Data items:
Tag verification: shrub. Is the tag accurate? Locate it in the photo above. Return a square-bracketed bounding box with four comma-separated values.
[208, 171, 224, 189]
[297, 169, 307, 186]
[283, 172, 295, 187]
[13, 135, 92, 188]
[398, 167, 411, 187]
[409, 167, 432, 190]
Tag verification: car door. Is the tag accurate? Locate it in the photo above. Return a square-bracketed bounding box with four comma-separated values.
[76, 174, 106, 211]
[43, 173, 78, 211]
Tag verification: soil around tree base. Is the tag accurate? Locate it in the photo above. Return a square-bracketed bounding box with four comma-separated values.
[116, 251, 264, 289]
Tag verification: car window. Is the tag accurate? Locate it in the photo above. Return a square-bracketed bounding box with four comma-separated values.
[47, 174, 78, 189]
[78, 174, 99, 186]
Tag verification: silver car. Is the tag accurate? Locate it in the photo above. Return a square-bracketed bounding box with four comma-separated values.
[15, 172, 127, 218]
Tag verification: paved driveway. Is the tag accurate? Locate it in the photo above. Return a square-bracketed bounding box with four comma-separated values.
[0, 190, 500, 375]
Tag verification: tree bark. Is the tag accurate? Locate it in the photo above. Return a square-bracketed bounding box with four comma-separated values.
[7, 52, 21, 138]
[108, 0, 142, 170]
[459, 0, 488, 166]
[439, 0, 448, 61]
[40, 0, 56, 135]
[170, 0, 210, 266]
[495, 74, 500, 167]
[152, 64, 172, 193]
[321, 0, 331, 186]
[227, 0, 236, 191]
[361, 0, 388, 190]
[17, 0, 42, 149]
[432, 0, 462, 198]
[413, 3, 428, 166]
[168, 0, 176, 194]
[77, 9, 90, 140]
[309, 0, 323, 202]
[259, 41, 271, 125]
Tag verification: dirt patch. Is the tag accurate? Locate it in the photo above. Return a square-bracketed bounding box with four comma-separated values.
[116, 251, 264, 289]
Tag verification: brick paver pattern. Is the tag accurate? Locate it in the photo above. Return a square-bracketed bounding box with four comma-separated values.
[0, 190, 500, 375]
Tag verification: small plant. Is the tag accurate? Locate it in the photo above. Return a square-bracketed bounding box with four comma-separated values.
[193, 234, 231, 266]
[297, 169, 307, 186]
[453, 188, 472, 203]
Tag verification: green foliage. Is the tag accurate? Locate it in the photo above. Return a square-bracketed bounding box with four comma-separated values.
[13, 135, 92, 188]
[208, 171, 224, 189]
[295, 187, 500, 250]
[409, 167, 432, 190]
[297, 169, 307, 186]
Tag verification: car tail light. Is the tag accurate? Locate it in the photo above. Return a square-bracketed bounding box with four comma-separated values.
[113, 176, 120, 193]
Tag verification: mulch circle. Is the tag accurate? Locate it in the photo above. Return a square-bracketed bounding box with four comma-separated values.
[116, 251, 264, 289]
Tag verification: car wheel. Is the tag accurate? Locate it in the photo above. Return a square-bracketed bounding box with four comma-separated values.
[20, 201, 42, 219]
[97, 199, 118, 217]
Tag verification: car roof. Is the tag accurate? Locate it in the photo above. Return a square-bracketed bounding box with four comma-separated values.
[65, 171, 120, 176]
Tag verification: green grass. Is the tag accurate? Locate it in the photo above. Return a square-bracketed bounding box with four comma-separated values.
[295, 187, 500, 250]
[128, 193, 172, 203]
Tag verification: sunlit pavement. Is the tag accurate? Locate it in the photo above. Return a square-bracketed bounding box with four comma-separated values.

> GIVEN REQUEST: Find each line in the records above that contains the word "tree" and copy those lines out. Treat uppercase and lowercase as different.

> PROBLEM SOLUTION:
Tag verification: soil around tree base. Is the tag accurate? Locate it in the photo above. Return a square-bracketed bounding box with four comma-separated values.
Tag verification: tree bark. Is the tag accurate? Locate it in the photo above. Return a square-bracketed bounding box with four comma-separated values.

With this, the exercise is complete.